The DIY SOS team stepped in to help a youth club in East Yorkshire on Tuesday

DIY SOS star Nick Knowles fought back tears as he unveiled the “most challenging” build on Tuesday (December 30).

The latest episode of the hit BBC programme saw Nick and the team step in to help a youth club that had lost its home in the town of Beverley, East Yorkshire.

The Cherry Tree Community Centre once gave local children a safe place to meet up and find support, but when the pandemic hit, the building was turned into a food hub for families, leaving the kids out in the cold.

With another harsh winter on the way, Nick, designer Gabrielle Blackman and the DIY SOS regulars enlisted the help of local tradespeople to construct a new, purpose-built youth centre on the edge of the park. They were joined by Gladiators stars Jodie Ounsley, Tom Wilson, Lystus Ebosele and Jamie Christian-Johal – aka Fury, Hammer, Cyclone and Giant.

_What you will do_
A - From the DIY SOS article, reproduce the passage starting with "DIY SOS star" and going on through "Beverley, East Yorkshire.".
B - Condense the paragraph of the DIY SOS article that begins "With another harsh winter on the way" into a short bulleted list that keeps its main facts.
C - Continue the DIY SOS article about the Beverley youth club from the point where it stops.

_Saved data entries_
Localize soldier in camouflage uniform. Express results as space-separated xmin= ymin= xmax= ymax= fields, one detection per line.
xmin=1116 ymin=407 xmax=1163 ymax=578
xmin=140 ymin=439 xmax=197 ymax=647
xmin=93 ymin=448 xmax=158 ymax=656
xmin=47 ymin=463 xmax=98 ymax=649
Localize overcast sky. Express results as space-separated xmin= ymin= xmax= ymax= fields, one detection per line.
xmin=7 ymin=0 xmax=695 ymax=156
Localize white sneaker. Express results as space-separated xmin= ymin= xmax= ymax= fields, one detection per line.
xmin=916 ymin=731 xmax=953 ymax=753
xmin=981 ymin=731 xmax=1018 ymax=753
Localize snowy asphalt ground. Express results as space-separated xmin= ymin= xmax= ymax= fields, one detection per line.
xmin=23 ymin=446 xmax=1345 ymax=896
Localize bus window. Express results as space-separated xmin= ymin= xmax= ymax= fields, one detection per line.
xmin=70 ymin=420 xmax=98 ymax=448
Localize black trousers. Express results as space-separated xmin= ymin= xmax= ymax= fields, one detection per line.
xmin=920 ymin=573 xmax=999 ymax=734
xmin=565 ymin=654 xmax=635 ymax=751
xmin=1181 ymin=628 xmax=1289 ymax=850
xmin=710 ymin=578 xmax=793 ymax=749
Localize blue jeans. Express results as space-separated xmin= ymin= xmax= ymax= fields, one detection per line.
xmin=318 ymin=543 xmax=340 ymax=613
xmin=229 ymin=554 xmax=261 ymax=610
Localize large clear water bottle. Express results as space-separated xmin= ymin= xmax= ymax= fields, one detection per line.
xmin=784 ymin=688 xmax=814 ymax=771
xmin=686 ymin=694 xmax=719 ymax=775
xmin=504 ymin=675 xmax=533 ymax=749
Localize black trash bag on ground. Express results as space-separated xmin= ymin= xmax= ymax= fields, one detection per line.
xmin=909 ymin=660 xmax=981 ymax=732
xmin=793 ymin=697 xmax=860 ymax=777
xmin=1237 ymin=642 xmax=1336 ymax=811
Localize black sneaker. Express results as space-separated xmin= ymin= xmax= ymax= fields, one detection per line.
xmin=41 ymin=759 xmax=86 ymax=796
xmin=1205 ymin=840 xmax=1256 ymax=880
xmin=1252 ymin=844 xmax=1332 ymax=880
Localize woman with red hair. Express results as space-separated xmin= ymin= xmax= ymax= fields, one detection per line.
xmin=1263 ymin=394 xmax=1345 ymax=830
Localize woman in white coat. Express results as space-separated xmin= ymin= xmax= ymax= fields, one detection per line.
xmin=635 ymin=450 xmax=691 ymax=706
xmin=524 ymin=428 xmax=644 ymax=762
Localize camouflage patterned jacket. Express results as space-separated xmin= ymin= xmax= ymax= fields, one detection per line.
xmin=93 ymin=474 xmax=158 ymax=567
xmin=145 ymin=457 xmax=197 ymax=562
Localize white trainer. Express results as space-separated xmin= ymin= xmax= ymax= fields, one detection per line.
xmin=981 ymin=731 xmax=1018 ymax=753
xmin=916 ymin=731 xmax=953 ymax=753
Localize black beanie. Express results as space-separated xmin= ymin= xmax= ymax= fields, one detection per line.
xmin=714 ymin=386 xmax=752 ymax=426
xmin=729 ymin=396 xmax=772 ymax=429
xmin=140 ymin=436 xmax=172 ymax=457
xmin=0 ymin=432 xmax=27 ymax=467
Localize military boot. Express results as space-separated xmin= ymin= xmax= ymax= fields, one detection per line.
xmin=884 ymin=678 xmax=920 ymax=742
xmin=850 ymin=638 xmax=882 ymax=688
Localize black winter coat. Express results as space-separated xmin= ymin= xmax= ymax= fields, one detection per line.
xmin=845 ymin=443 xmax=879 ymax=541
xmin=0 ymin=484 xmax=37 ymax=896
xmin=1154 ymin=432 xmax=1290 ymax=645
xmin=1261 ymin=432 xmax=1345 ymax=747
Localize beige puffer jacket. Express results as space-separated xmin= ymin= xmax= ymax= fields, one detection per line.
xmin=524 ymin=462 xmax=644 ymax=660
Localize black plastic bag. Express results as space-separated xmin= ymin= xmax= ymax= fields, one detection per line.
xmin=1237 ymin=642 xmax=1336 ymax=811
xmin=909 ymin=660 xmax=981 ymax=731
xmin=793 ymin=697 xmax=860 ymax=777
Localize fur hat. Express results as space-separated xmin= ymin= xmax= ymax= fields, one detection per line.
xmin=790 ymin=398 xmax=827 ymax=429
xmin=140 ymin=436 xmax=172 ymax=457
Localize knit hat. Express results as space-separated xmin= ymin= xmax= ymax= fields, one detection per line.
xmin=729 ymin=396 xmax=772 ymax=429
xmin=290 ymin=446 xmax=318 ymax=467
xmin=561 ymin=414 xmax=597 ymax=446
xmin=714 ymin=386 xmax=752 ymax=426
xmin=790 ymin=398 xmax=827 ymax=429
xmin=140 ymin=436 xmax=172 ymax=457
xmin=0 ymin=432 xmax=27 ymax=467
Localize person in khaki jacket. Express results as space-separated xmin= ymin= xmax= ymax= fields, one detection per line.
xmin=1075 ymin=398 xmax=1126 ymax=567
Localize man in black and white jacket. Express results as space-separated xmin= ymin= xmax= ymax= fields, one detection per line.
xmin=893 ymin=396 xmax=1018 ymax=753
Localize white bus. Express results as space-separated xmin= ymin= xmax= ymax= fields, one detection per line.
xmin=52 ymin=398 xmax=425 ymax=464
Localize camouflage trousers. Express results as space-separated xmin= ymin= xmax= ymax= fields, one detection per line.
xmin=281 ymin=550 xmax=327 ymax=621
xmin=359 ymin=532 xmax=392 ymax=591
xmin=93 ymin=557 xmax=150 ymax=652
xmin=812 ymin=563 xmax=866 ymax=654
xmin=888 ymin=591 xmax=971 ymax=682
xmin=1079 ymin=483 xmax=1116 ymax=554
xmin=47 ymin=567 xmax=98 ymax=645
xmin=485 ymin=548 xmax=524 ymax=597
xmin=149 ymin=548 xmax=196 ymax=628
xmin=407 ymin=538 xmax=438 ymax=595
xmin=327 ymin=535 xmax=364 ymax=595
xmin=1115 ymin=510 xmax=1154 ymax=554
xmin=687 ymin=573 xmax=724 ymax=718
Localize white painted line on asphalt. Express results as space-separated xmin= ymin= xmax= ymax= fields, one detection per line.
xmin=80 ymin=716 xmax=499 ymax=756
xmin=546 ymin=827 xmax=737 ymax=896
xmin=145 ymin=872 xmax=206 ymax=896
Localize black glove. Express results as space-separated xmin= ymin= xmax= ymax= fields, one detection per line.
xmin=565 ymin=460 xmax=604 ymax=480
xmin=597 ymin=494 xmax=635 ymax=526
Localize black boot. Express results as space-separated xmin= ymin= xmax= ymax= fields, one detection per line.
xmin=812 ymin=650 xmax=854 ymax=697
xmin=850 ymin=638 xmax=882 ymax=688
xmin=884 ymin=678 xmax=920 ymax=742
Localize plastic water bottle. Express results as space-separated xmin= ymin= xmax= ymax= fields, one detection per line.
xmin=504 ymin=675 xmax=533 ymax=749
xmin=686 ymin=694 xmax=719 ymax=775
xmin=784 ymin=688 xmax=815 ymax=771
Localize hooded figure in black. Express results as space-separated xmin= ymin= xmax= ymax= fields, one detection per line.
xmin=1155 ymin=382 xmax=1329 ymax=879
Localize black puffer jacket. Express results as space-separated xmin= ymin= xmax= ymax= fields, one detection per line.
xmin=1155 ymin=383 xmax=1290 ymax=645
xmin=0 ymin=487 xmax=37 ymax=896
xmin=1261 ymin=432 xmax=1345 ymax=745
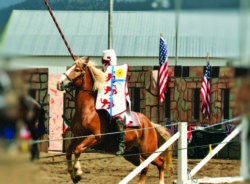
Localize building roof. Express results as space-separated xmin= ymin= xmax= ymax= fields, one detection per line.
xmin=2 ymin=10 xmax=250 ymax=58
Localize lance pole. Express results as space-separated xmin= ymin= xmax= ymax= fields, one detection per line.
xmin=44 ymin=0 xmax=75 ymax=61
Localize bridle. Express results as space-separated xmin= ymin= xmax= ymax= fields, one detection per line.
xmin=63 ymin=66 xmax=93 ymax=93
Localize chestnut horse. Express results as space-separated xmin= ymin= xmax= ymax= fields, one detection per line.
xmin=57 ymin=57 xmax=172 ymax=184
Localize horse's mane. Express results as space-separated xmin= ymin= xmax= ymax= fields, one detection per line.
xmin=74 ymin=57 xmax=106 ymax=91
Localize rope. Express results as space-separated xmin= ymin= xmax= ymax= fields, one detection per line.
xmin=31 ymin=116 xmax=241 ymax=143
xmin=44 ymin=0 xmax=75 ymax=61
xmin=1 ymin=116 xmax=241 ymax=144
xmin=37 ymin=141 xmax=238 ymax=164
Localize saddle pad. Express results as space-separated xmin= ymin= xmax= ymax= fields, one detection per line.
xmin=126 ymin=111 xmax=141 ymax=128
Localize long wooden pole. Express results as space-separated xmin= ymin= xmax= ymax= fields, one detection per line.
xmin=108 ymin=0 xmax=113 ymax=49
xmin=44 ymin=0 xmax=75 ymax=61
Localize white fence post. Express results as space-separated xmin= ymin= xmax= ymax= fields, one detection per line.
xmin=177 ymin=122 xmax=188 ymax=184
xmin=190 ymin=124 xmax=242 ymax=177
xmin=240 ymin=116 xmax=250 ymax=180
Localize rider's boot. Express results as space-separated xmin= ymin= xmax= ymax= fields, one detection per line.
xmin=116 ymin=117 xmax=126 ymax=155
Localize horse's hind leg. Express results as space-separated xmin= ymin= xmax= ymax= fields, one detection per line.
xmin=73 ymin=136 xmax=99 ymax=183
xmin=149 ymin=156 xmax=164 ymax=184
xmin=66 ymin=139 xmax=77 ymax=180
xmin=124 ymin=155 xmax=149 ymax=184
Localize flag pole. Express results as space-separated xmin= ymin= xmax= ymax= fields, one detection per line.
xmin=156 ymin=33 xmax=163 ymax=124
xmin=207 ymin=52 xmax=209 ymax=63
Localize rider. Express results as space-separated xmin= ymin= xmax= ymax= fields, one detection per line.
xmin=102 ymin=49 xmax=132 ymax=155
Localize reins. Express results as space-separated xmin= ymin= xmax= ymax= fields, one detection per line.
xmin=63 ymin=66 xmax=94 ymax=93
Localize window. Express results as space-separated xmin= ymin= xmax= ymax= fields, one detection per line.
xmin=192 ymin=88 xmax=200 ymax=121
xmin=163 ymin=88 xmax=171 ymax=120
xmin=29 ymin=89 xmax=36 ymax=99
xmin=221 ymin=89 xmax=229 ymax=120
xmin=131 ymin=88 xmax=141 ymax=112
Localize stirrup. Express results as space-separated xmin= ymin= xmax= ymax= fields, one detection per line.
xmin=115 ymin=146 xmax=125 ymax=155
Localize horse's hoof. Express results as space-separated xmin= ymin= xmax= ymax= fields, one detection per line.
xmin=72 ymin=176 xmax=82 ymax=183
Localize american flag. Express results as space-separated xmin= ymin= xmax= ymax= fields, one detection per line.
xmin=201 ymin=62 xmax=210 ymax=119
xmin=159 ymin=37 xmax=168 ymax=103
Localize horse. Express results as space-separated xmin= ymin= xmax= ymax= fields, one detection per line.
xmin=57 ymin=57 xmax=172 ymax=184
xmin=0 ymin=70 xmax=45 ymax=160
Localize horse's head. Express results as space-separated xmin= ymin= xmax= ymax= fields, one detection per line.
xmin=57 ymin=57 xmax=105 ymax=91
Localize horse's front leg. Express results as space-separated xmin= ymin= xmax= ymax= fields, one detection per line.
xmin=73 ymin=135 xmax=100 ymax=183
xmin=66 ymin=139 xmax=77 ymax=180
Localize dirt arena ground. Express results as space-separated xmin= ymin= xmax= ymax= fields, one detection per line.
xmin=0 ymin=152 xmax=247 ymax=184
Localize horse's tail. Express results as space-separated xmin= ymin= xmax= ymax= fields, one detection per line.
xmin=151 ymin=122 xmax=172 ymax=171
xmin=38 ymin=102 xmax=46 ymax=137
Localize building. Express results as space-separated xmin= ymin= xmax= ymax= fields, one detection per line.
xmin=0 ymin=10 xmax=250 ymax=152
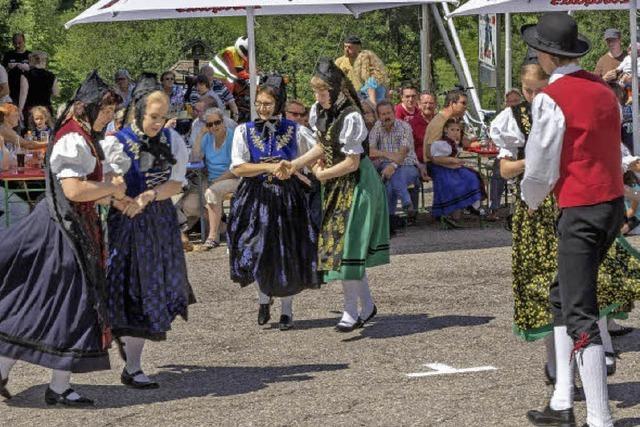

_Exercise results_
A -
DIY SOS star Nick Knowles fought back tears as he unveiled the “most challenging” build on Tuesday (December 30).

The latest episode of the hit BBC programme saw Nick and the team step in to help a youth club that had lost its home in the town of Beverley, East Yorkshire.

B -
- With another harsh winter coming, Nick, designer Gabrielle Blackman and the DIY SOS regulars brought in local tradespeople.
- Together they built a new, purpose-built youth centre on the edge of the park.
- Gladiators stars joined them: Jodie Ounsley (Fury), Tom Wilson (Hammer), Lystus Ebosele (Cyclone) and Jamie Christian-Johal (Giant).

C -
Just before the build began, Nick fought back tears as he shared the importance of the project, after growing up on an estate himself.

“I grew up in a place like this. The kind of places that people say, ‘Oh, don’t bother building anything nice there, it will just get destroyed,'” he said.

“You have to build stuff in tough places, you have to make a difference,” Nick continued, before pausing as he became emotional.

The crowd began clapping, before Nick said: “I didn’t expect it to get me. You will make this happen, you will change the futures of young people round here with what we’re about to do.”